* [RAW DATA]:
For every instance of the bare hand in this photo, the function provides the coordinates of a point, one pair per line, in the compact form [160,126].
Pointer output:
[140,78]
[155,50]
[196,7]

* [OBJECTIVE]:
Rewrite the items with "bare hand" changed to "open palm" and every other part left as it stands.

* [TASK RESPONSE]:
For every instance of the open palm in this photo, the function provides the coordinates of a point, one pair per line, in the compact form [160,126].
Pointer output:
[140,78]
[155,50]
[196,7]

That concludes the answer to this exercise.